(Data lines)
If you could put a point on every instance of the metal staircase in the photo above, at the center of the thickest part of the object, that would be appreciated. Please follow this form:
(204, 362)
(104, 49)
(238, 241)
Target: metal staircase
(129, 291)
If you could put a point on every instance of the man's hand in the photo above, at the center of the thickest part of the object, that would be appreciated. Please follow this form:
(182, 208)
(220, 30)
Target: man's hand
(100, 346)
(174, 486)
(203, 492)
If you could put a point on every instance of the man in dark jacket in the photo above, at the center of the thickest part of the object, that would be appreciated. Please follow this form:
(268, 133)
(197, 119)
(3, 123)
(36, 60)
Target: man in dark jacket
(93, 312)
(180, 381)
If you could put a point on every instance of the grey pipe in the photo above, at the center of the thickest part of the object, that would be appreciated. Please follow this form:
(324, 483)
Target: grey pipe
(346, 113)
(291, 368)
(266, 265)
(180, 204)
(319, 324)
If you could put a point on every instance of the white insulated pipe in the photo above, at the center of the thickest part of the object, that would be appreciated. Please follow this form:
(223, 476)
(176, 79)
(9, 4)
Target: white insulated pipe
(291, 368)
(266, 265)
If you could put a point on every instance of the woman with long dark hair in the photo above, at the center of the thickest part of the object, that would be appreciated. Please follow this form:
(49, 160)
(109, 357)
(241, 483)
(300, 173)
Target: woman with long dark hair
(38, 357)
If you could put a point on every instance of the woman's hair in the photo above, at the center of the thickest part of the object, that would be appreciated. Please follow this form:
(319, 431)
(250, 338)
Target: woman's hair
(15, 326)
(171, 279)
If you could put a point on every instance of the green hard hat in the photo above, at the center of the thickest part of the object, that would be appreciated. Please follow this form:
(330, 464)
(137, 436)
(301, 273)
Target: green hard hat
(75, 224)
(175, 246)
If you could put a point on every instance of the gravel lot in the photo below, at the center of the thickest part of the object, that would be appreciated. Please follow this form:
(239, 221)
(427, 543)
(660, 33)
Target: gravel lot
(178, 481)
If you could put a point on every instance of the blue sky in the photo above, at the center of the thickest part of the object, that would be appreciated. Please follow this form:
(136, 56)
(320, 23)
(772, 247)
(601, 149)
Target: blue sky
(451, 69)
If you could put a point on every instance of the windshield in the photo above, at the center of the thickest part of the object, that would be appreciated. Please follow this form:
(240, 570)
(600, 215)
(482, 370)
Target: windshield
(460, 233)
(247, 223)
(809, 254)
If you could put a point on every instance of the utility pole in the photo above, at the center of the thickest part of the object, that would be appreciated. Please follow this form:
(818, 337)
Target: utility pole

Task = Please reproduce all of the data above word for word, every line in its original order.

Full response =
If you could put a point on every instance of the metal staircase in the photo above, at the center of the thickest part of the object, that would be appreciated. Please follow this form:
(204, 362)
(104, 49)
(238, 241)
Target: metal staircase
(129, 291)
If you could put a point on every instance of the man's hand in the photo above, at the center of the thickest part of the object, that would be appreciated. Please follow this form:
(182, 208)
(220, 30)
Target: man's hand
(100, 346)
(174, 486)
(203, 492)
If you could put a point on every instance of the man in dark jacket in the photo above, at the center of the thickest part of the object, that would be appreciated. Please follow this form:
(268, 133)
(197, 119)
(3, 123)
(36, 60)
Target: man in dark jacket
(93, 312)
(180, 381)
If you could put a point on every instance of the grey pipe in the photo above, at the center of the thickest part of the object, that would be appreciated. Please follow this form:
(324, 483)
Target: grey pipe
(346, 113)
(291, 368)
(266, 265)
(180, 204)
(319, 324)
If you could put a point on every instance of the white insulated pipe in the photo above, at the center of the thickest part of the object, that would be appreciated. Please follow this form:
(223, 476)
(176, 79)
(9, 4)
Target: white insulated pipe
(291, 368)
(266, 265)
If you could put a point on every instance of the woman with long dark hair in the photo above, at the center of the thickest part of the object, that would be appreciated. Please follow this form:
(49, 160)
(109, 357)
(241, 483)
(300, 173)
Target: woman with long dark hair
(38, 357)
If you could put a point on every instance of the woman's hair in the photo above, at the center of the thickest part of the object, that would be appreciated. Please follow this form:
(319, 431)
(250, 338)
Target: woman's hair
(15, 326)
(171, 279)
If you could put a point on every instance of the green hard hat in the photo above, at the center of the thickest part of the object, that would be appreciated. Please follow this form:
(330, 464)
(137, 436)
(301, 273)
Target: green hard hat
(75, 224)
(175, 246)
If you could put a point on every instance of the gravel lot in the photo below, at the center of the thickest part of the object, that would be appreciated. Please follow this form:
(239, 221)
(427, 543)
(660, 33)
Target: gravel lot
(178, 481)
If you could put a point on every instance of the blue sky in the photo above, at the center of the thickest part of the object, that would be appreciated. Please follow this form:
(136, 56)
(320, 23)
(772, 247)
(601, 149)
Target: blue sky
(451, 69)
If you could put a point on every instance of the windshield in the photo above, at the center of the thickest part of the object, that would be appreciated. Please follow this form:
(240, 570)
(600, 215)
(482, 370)
Target: windshield
(460, 233)
(247, 223)
(809, 254)
If you could put a point on every instance of the utility pole in the photo above, at the center of the thickest part of the object, that would be appreciated. Please follow this form:
(818, 337)
Target: utility pole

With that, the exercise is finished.